_Material for this exercise_.
────────

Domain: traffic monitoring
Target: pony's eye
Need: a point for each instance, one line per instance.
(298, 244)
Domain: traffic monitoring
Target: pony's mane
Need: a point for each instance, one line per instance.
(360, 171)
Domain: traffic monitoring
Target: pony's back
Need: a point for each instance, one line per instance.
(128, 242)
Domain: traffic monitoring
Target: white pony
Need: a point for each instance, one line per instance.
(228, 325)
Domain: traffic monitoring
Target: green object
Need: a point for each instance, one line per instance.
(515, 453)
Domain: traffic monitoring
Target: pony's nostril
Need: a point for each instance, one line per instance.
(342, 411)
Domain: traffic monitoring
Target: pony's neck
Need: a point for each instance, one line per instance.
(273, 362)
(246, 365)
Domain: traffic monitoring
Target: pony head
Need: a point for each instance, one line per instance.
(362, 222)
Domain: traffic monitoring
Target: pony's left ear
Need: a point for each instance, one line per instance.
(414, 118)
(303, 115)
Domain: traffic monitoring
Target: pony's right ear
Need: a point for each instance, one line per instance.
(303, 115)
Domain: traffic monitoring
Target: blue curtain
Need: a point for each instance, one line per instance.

────────

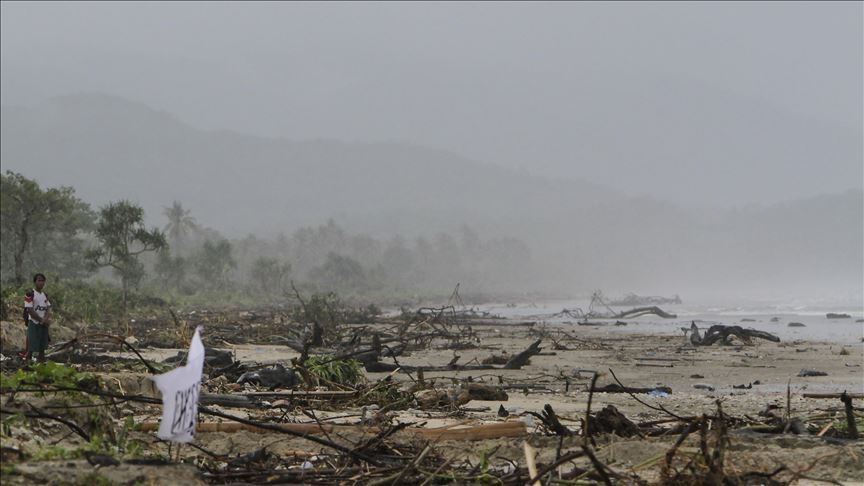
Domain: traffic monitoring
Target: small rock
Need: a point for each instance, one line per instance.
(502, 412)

────────

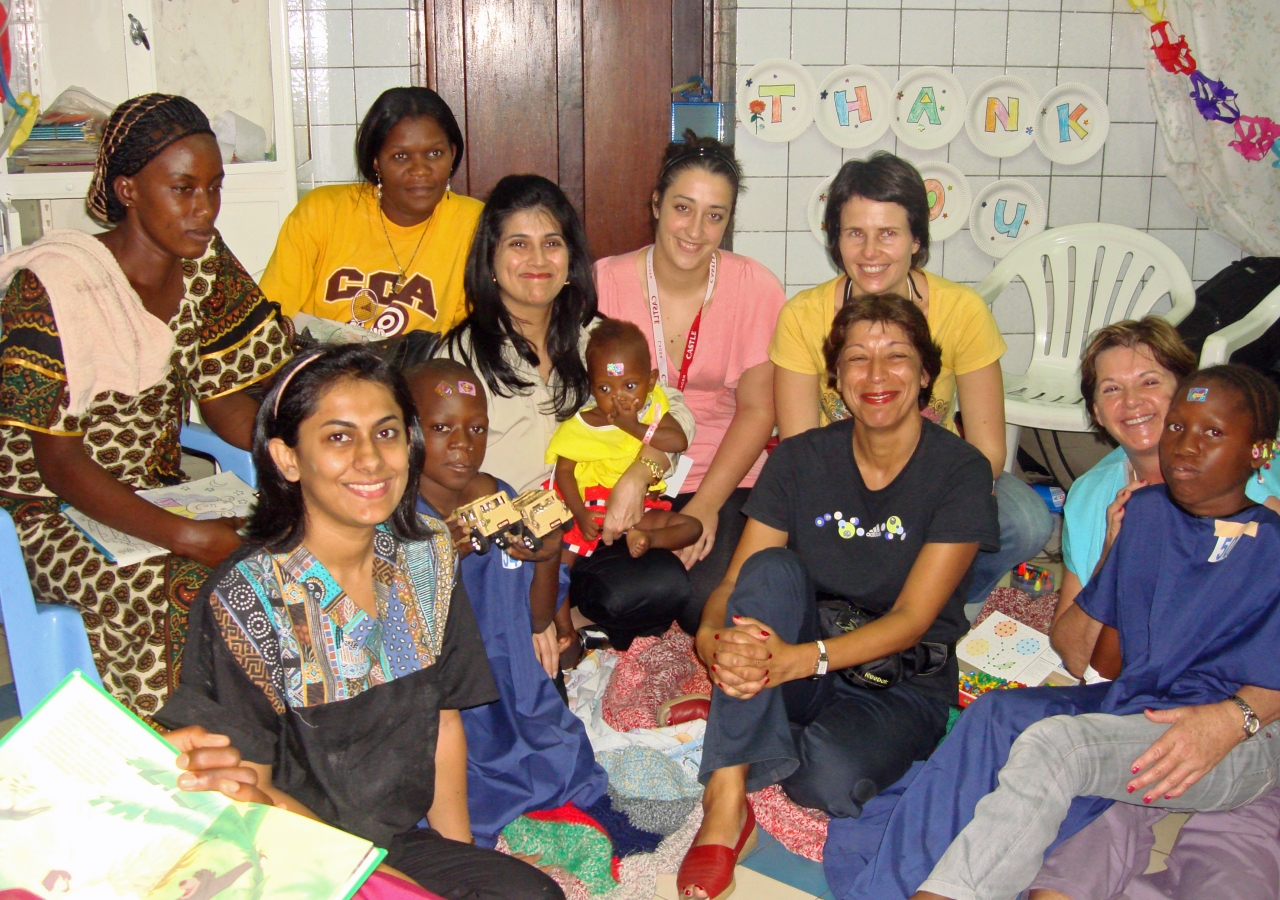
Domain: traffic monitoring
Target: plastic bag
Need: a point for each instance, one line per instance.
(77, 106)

────────

From the records above, return every line that contains the word "pony".

Target: pony's eye
Target: pony's mane
Target: pony's back
Target: white pony
Target: pony's nostril
Target: pony's neck
Target: pony head
Target: pony's left ear
Target: pony's right ear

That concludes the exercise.